● Задание:
Замените «мемуар» на «очерк» в отрывке интервью от «Б. К.: А как» до «очень тёплый мемуар.» включительно и приведите этот кусок целиком.

● Фрагмент текста:
Теперь перейдём к нашему времени. Вспомним промежуток с 1988-го примерно по 1994-й, когда на рынок хлынула просто немыслимая лавина того, что было запрещено и цензурировано, и потребности в любой книге, какая только есть, были удовлетворены. И я понял, что у меня накопился личный опыт, который требует какого-то воплощения. Я разослал рукописи — с компьютерами тогда ещё было плохо — в несколько журналов, кое-где был опубликован, а потом, в 2008 году, сделал то, что называется авторским изданием. Я показал своему знакомому издателю, который вообще на квартире работал с собственной супругой, свою книгу рассказов о Чеченской войне и издал её тиражом 500 экземпляров, думая, что это всё разойдётся. Как бы не так! Десятка два экземпляров ещё осталось к настоящему моменту, остальное я раздавал в основном на различных правозащитных митингах в Москве. После этого я выпустил одну за другой пять собственных книг, две из них издали, что называется, официально — то есть без моего денежного участия.
Б. К.: А как вы относитесь к правозащитной деятельности Фриды Вигдоровой? Бродский, как известно, оценивал её роль в своём освобождении неоднозначно. А Лидия Чуковская посвятила ей очень тёплый мемуар.

● Записи:
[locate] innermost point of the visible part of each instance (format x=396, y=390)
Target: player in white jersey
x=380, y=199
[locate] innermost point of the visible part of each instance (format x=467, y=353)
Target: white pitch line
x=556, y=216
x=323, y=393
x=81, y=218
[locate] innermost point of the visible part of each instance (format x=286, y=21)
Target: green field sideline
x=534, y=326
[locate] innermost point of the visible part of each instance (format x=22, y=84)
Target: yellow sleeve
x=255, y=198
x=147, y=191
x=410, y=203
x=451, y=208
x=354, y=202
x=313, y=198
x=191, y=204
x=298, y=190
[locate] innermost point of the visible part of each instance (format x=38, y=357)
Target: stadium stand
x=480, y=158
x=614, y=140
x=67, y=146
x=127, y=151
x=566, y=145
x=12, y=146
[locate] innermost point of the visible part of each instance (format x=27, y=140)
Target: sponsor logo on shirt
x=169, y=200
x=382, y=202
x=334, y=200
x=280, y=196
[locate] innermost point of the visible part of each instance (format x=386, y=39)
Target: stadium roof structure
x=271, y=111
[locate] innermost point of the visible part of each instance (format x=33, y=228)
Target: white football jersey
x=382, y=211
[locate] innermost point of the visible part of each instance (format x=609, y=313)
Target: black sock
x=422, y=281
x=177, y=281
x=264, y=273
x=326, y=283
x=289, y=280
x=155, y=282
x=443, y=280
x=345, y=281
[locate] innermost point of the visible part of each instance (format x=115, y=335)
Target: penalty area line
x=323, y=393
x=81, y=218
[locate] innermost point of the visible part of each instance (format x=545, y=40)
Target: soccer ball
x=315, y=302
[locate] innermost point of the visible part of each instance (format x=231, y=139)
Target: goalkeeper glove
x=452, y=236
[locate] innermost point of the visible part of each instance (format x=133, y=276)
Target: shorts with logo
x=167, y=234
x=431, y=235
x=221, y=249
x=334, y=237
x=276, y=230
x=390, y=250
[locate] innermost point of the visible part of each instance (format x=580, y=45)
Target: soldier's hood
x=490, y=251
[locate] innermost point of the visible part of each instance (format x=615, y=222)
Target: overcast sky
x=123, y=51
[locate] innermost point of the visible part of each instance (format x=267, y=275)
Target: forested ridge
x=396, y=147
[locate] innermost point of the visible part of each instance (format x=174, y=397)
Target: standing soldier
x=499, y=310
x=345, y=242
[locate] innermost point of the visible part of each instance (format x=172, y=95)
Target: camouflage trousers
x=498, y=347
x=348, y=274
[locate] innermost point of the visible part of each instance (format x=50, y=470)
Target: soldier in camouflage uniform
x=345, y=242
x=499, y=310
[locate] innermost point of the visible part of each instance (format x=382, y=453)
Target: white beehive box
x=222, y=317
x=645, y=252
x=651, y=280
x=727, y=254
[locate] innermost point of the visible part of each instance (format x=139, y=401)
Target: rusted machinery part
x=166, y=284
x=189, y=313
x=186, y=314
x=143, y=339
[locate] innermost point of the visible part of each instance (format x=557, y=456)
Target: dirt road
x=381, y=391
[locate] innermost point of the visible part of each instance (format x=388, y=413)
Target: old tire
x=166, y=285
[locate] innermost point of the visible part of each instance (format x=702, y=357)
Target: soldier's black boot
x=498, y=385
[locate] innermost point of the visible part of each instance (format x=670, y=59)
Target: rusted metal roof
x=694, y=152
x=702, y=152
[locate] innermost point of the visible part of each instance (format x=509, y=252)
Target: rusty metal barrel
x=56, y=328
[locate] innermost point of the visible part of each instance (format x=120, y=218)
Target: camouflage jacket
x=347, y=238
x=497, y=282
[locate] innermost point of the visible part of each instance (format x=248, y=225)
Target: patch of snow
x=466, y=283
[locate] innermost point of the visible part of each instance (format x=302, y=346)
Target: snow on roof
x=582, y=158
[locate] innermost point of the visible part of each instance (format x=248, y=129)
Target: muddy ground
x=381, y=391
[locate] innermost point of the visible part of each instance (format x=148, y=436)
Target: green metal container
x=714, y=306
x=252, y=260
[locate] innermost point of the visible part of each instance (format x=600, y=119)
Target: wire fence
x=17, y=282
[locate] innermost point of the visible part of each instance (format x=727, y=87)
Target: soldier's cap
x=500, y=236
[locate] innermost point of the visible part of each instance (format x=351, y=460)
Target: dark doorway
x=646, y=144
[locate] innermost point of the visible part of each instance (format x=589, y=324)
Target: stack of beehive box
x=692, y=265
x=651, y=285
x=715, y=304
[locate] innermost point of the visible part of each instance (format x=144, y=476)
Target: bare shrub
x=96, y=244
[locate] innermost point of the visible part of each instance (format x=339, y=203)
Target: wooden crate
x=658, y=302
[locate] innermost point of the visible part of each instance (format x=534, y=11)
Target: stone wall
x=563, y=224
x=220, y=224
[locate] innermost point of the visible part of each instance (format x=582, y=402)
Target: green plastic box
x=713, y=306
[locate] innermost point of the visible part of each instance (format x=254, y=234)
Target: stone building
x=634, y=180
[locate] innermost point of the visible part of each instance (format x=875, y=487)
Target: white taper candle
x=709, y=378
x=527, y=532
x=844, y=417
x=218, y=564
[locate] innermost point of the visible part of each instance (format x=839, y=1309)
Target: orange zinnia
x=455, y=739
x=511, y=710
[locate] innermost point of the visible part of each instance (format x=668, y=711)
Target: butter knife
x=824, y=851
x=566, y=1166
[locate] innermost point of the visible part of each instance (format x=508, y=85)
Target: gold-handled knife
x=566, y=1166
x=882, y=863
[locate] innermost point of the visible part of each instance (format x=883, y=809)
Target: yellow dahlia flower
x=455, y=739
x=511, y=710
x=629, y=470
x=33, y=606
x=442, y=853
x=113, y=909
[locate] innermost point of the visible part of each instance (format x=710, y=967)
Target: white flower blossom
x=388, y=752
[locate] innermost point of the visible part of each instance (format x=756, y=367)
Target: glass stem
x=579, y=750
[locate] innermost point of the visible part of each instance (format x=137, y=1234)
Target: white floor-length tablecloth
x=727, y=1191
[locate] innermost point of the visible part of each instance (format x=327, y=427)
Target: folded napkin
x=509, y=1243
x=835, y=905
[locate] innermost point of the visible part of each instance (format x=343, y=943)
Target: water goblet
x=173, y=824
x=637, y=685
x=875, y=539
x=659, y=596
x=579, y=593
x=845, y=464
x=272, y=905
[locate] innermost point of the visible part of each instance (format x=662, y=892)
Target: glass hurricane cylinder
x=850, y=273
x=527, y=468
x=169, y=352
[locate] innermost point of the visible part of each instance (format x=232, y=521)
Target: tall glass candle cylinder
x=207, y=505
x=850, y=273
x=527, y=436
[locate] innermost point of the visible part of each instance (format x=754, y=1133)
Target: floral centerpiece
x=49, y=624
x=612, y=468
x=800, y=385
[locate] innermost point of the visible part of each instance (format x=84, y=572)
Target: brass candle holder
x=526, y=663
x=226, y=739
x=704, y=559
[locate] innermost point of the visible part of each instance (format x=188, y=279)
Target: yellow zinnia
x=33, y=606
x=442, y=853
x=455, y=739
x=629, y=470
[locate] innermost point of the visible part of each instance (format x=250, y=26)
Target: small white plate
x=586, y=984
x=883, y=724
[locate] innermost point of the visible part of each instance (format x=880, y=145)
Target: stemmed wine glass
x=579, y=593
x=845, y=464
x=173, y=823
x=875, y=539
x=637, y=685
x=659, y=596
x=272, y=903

● Ответ:
Б. К.: А как вы относитесь к правозащитной деятельности Фриды Вигдоровой? Бродский, как известно, оценивал её роль в своём освобождении неоднозначно. А Лидия Чуковская посвятила ей очень тёплый очерк.